====== DATA TO PROCESS ======
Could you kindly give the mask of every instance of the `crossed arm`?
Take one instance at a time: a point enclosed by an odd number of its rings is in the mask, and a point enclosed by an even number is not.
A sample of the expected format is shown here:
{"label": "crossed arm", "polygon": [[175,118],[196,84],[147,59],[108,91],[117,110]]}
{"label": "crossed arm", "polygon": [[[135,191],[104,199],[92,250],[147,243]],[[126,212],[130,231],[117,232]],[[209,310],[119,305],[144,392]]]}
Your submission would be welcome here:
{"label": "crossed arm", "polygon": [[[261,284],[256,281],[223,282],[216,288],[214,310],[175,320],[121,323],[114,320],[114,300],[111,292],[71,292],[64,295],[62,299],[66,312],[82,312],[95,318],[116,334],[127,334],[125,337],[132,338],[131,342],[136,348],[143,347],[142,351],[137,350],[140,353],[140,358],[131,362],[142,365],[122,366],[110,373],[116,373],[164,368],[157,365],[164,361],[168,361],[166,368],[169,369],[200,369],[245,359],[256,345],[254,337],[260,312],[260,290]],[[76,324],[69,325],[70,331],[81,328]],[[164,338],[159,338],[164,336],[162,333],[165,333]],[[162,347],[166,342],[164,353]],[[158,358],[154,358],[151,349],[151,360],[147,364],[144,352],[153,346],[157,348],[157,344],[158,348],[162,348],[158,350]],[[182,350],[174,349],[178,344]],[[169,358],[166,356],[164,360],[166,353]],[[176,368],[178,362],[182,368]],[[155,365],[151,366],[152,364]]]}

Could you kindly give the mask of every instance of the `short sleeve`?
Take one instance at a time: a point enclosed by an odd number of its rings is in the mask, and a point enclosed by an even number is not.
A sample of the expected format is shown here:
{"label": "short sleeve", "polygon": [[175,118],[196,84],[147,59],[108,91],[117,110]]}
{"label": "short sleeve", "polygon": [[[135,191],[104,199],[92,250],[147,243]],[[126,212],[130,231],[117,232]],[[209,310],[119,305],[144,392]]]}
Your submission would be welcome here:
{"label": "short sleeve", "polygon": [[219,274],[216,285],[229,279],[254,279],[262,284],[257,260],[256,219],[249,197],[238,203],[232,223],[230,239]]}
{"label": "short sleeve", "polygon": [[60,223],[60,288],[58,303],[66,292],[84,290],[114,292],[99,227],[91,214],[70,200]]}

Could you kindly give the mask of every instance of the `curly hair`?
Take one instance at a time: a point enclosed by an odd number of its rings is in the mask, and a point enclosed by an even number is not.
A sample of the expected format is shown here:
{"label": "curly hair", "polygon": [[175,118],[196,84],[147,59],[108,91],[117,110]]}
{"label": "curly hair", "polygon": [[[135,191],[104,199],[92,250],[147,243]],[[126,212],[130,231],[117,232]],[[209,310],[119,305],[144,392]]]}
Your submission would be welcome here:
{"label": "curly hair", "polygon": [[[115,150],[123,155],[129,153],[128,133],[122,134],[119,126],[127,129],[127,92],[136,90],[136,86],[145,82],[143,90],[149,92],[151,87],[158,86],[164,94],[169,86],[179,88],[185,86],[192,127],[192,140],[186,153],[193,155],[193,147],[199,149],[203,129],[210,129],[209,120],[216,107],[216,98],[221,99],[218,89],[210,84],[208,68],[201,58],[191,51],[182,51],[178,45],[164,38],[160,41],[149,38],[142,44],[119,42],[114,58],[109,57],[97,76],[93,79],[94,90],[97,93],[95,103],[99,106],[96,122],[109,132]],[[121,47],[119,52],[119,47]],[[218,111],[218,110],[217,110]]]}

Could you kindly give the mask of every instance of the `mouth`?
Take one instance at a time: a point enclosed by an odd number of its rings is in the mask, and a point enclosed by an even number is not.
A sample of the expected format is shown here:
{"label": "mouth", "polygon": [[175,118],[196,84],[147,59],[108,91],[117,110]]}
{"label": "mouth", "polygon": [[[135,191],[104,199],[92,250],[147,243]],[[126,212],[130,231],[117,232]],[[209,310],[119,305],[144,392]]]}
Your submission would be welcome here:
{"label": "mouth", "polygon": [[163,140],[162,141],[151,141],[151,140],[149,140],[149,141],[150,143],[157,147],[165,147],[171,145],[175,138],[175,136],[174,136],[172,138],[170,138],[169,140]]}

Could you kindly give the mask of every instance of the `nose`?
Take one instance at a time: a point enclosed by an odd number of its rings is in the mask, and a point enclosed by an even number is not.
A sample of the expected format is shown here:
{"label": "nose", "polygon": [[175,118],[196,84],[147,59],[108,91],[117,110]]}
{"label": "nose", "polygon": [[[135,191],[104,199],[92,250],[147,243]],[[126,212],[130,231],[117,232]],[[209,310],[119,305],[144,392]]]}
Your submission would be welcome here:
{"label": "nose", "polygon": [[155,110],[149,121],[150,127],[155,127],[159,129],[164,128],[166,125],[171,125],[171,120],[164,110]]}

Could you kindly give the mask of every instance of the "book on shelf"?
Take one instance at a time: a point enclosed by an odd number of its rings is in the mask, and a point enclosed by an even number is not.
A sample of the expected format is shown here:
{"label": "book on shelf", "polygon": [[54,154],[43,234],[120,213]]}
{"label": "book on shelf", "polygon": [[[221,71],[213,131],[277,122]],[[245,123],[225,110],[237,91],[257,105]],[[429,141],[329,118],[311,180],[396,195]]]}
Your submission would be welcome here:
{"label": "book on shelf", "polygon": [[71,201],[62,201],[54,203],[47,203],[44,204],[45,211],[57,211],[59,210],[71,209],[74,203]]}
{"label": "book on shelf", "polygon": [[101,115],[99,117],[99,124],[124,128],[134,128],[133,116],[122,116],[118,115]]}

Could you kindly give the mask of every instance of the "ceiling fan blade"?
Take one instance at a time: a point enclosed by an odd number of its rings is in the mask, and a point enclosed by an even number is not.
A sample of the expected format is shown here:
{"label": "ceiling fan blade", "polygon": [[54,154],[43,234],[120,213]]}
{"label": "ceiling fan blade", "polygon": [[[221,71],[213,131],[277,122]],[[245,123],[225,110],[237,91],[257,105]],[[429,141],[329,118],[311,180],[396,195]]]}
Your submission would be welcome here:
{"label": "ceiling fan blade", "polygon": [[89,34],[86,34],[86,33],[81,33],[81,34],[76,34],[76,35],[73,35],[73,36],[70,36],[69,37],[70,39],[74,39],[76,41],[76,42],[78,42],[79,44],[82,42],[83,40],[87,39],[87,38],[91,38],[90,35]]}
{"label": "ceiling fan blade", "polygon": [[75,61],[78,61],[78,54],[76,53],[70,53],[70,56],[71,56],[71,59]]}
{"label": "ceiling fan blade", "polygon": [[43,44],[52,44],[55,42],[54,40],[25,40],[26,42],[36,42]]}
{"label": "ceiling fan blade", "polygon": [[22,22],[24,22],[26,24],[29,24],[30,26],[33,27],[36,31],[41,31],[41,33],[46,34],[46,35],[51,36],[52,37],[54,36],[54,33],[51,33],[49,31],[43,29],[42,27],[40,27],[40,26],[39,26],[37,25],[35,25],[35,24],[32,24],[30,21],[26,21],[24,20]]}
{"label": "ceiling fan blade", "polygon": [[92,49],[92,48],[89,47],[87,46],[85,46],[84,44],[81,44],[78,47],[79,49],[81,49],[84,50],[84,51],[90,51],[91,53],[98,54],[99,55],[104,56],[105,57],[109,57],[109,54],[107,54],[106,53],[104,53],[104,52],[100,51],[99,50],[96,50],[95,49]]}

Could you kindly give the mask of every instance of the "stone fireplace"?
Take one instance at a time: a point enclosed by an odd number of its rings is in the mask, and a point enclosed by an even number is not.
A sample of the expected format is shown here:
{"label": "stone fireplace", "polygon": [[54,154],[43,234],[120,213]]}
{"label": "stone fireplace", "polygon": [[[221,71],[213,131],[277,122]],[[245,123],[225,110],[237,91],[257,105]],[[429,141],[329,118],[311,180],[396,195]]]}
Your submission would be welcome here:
======
=== TO DO ===
Show each line of the material above that contains the string "stone".

=== RESULT OF THIS TASK ===
Could you kindly give the mask of every instance of the "stone fireplace"?
{"label": "stone fireplace", "polygon": [[54,154],[43,234],[120,213]]}
{"label": "stone fireplace", "polygon": [[[221,71],[213,131],[277,122]],[[245,123],[225,110],[237,91],[257,105]],[[429,141],[329,118],[311,180],[396,195]]]}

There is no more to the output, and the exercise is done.